> **Task description**:
Locate all lines in the records below that contain the word "each", and copy those lines out in full.

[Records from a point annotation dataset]
--

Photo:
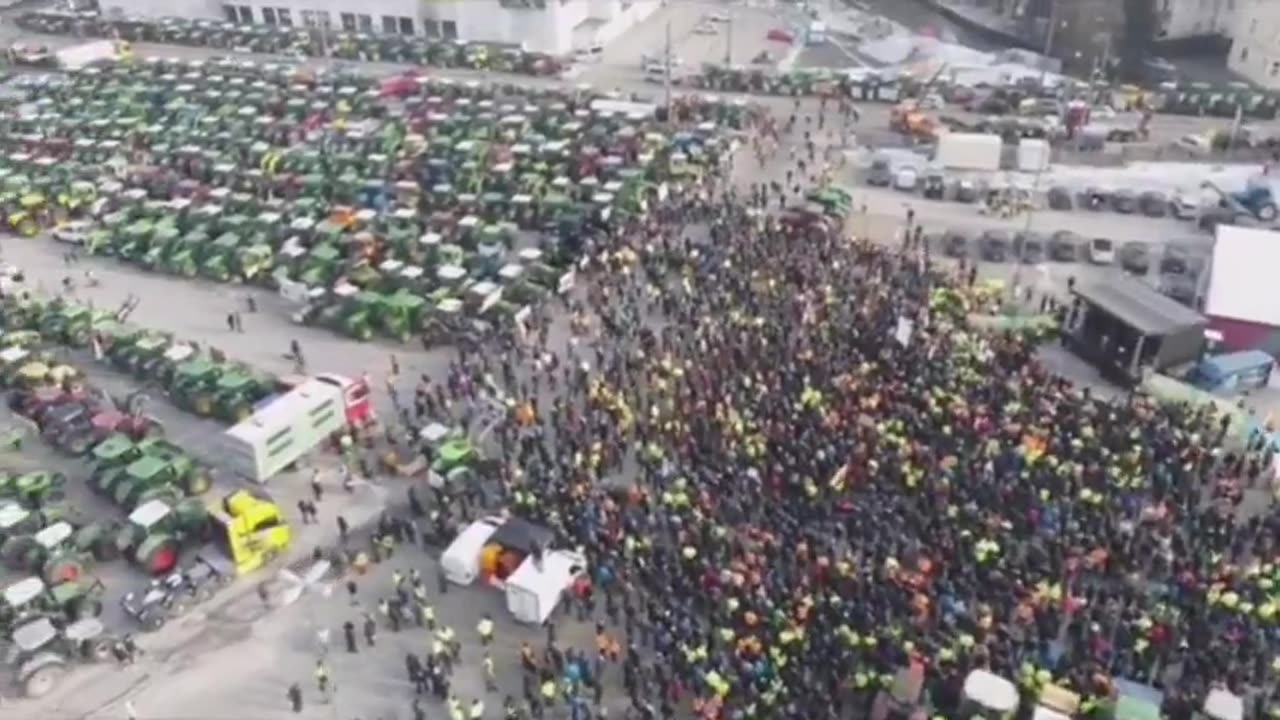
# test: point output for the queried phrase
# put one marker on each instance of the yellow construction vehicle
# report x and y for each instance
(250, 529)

--

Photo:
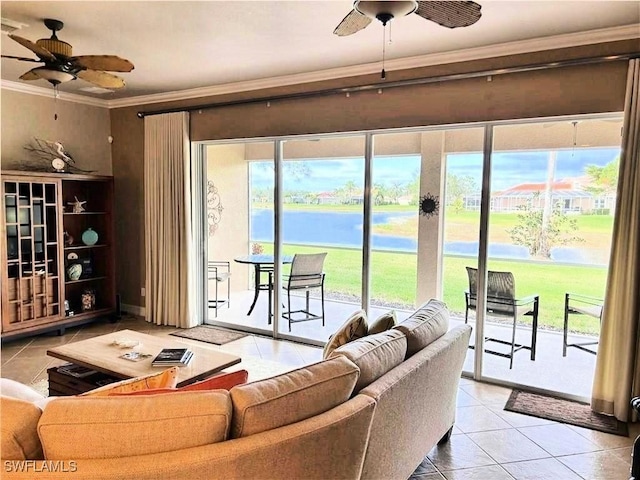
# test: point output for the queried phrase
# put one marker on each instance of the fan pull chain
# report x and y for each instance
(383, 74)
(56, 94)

--

> **Written solution**:
# put one marker on each instance of the yellow construction vehicle
# report x and y for each instance
# put one marker on each instance of the fan pull chain
# report x and y for each instance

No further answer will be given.